§ **Objetivo del ejercicio**
Responde estas preguntas con datos del texto «Feria de vanidades»:
(a) ¿Qué título lleva la novela de William Thackeray que se recomienda?
(b) ¿Cómo dice el texto que nos sitúa el fútbol en el césped y en los despachos?
(c) ¿Qué dos equipos son los finalistas de la Copa del Rey?

§ **Texto extraído**
'''

Feria de vanidades
Hay una novela, que yo recomiendo, de William Thackeray, convertida en todo un clásico de la literatura, que lleva por título La feria de las vanidades, un relato, a la vez que una mirada crítica, sobre usos y costumbres de las personas, en una sociedad guiada por el egoísmo, lo mezquino y la ambición; un catálogo de errores que, no por repetidos, sirvieron para corregirlos, haciendo buena la frase de San Agustín: "Errar es humano, perseverar en el error resulta diabólico ".
Desgraciadamente el fútbol español vuelve a mostrar su peor cara, esa que sin duda se ve reflejada en la obra de Thackeray, sin llegar a comprender cómo la multiplicación del mismo error, de idéntico problema, año tras año, no es tomado en cuenta por aquellos que deberían hacerlo si no es para mostrar claramente su incapacidad, su ineptitud y su absoluta impericia para organizar un deporte, el fútbol, que, como he dicho muchas veces, nos sitúa como campeones del mundo en el césped pero como auténticos incompetentes en los despachos.
Cuando ya tenemos el nombre de los dos flamantes finalistas de la Copa del Rey, Barcelona y Sevilla, cuando las dos aficiones muestran su felicidad por el éxito de jugar el partido más bonito de la temporada, el lío de cada año con el escenario del partido, con el campo donde se jugará el encuentro, irrumpe en el panorama, fiel a su cita, en una maraña de intereses, agravios, perjuicios y vanidades; carnaza para el argumento favorito de éste deporte, que es sacar la pelota del césped y que sea en el fango donde se discutan las soluciones.

'''

§ **Datos mostrados**
'''

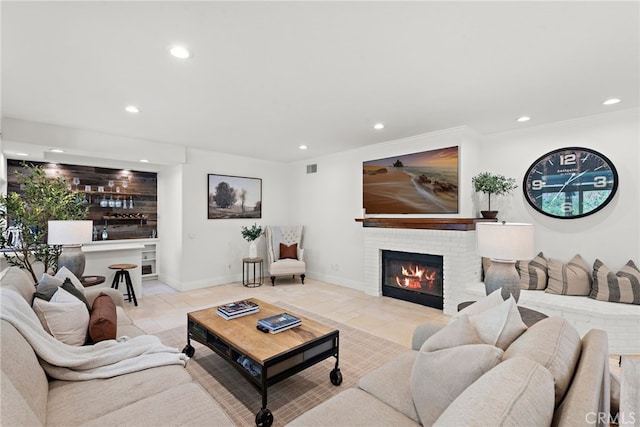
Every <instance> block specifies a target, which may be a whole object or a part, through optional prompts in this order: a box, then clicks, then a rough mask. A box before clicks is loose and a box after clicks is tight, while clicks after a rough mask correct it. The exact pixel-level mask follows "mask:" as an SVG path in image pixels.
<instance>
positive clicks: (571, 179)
mask: <svg viewBox="0 0 640 427" xmlns="http://www.w3.org/2000/svg"><path fill="white" fill-rule="evenodd" d="M574 176H576V174H575V173H572V174H571V177H569V179H568V180H567V182H565V183H564V185H563V186H562V187H561V188H560V190H558V192H557V193H556V195H555V196H553V199H551V201H552V202H553V201H554V200H555V199H557V198H558V196H559V195H560V193H562V190H564V187H566V186H567V184H569V183H570V182H571V180H572V179H573V177H574Z"/></svg>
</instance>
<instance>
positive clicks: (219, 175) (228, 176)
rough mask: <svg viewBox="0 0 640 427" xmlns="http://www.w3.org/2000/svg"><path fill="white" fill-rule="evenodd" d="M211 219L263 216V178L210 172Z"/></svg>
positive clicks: (208, 195)
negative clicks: (261, 179)
mask: <svg viewBox="0 0 640 427" xmlns="http://www.w3.org/2000/svg"><path fill="white" fill-rule="evenodd" d="M207 179H208V193H207V211H208V218H209V219H228V218H262V180H261V179H260V178H247V177H242V176H229V175H215V174H208V176H207Z"/></svg>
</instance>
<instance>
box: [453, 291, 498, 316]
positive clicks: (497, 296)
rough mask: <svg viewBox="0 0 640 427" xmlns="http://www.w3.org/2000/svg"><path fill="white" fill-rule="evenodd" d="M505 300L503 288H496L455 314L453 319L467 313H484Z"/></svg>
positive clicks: (463, 308) (474, 313) (470, 315)
mask: <svg viewBox="0 0 640 427" xmlns="http://www.w3.org/2000/svg"><path fill="white" fill-rule="evenodd" d="M503 302H504V299H503V298H502V289H496V290H495V291H493V292H491V293H490V294H489V295H487V296H486V297H483V298H480V299H479V300H478V301H476V302H474V303H473V304H471V305H469V306H467V307H465V308H463V309H462V310H460V311H459V312H457V313H456V314H454V315H453V318H452V319H451V321H453V320H455V319H457V318H458V317H461V316H464V315H465V314H466V315H467V316H473V315H474V314H478V313H482V312H483V311H485V310H488V309H490V308H491V307H495V306H497V305H500V304H502V303H503Z"/></svg>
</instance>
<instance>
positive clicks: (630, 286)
mask: <svg viewBox="0 0 640 427" xmlns="http://www.w3.org/2000/svg"><path fill="white" fill-rule="evenodd" d="M589 297H591V298H593V299H597V300H599V301H611V302H623V303H627V304H636V305H640V270H638V267H636V265H635V264H634V263H633V261H631V260H629V262H628V263H627V264H626V265H625V266H624V267H622V268H621V269H620V271H618V272H617V273H613V272H612V271H611V270H609V269H608V268H607V266H606V265H604V263H603V262H602V261H600V260H599V259H596V261H595V262H594V264H593V287H592V288H591V294H590V295H589Z"/></svg>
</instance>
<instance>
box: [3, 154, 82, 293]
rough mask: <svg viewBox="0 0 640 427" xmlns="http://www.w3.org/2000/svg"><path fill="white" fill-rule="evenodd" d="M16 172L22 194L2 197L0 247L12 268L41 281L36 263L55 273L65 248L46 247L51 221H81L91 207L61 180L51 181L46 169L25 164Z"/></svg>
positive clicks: (50, 246)
mask: <svg viewBox="0 0 640 427" xmlns="http://www.w3.org/2000/svg"><path fill="white" fill-rule="evenodd" d="M22 166H23V168H24V171H23V172H16V176H17V182H18V184H19V185H20V188H21V193H22V194H18V193H14V192H11V193H8V194H6V195H0V231H2V233H0V246H1V247H2V248H4V249H6V251H5V252H4V257H5V259H6V260H7V262H8V263H9V265H14V266H17V267H20V268H23V269H25V270H27V271H28V272H29V273H30V274H31V277H32V278H33V280H34V281H35V282H37V281H38V279H39V278H38V277H36V272H35V270H34V267H33V262H35V261H39V262H41V263H42V264H43V266H44V271H45V272H47V271H50V270H52V271H56V270H57V267H58V258H59V257H60V253H61V250H62V247H61V246H59V245H48V244H47V226H48V221H49V220H82V219H85V218H86V217H87V211H88V206H87V205H86V204H84V203H83V198H81V197H79V195H78V193H77V191H71V190H69V188H68V186H67V183H66V182H65V181H64V179H62V178H61V177H58V178H50V177H48V176H47V174H46V171H45V169H44V167H42V166H34V165H30V164H28V163H23V165H22Z"/></svg>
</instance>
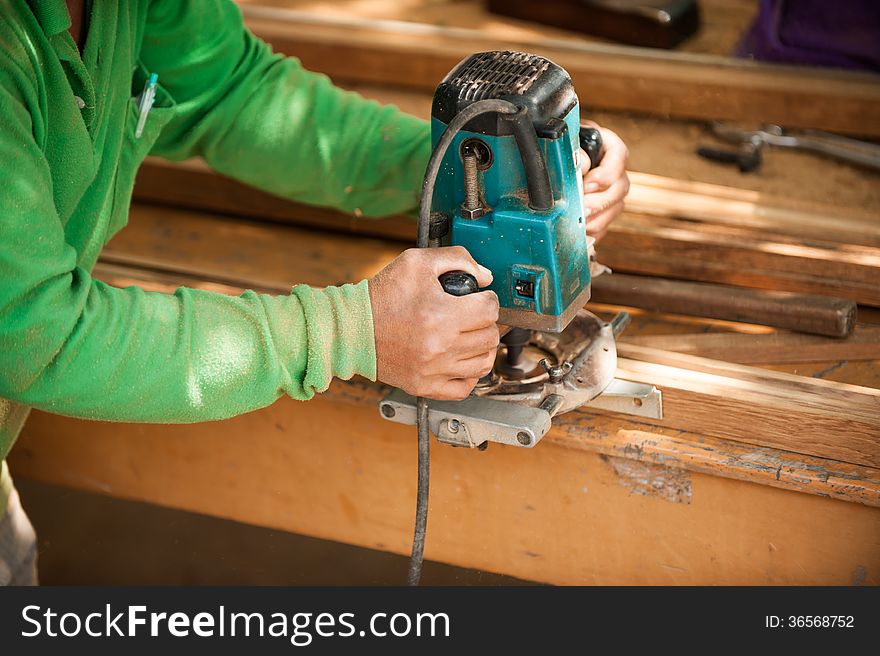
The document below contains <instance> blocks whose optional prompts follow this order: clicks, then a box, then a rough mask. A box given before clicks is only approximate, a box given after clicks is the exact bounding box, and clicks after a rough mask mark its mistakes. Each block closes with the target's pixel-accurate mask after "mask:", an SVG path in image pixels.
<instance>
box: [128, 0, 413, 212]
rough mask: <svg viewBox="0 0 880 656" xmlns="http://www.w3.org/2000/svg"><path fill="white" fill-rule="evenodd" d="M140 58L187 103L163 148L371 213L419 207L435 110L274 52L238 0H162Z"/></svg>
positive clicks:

'''

§ **Respuesta a la tarea**
(a) La feria de las vanidades.
(b) Como campeones del mundo en el césped y como auténticos incompetentes en los despachos.
(c) Barcelona y Sevilla.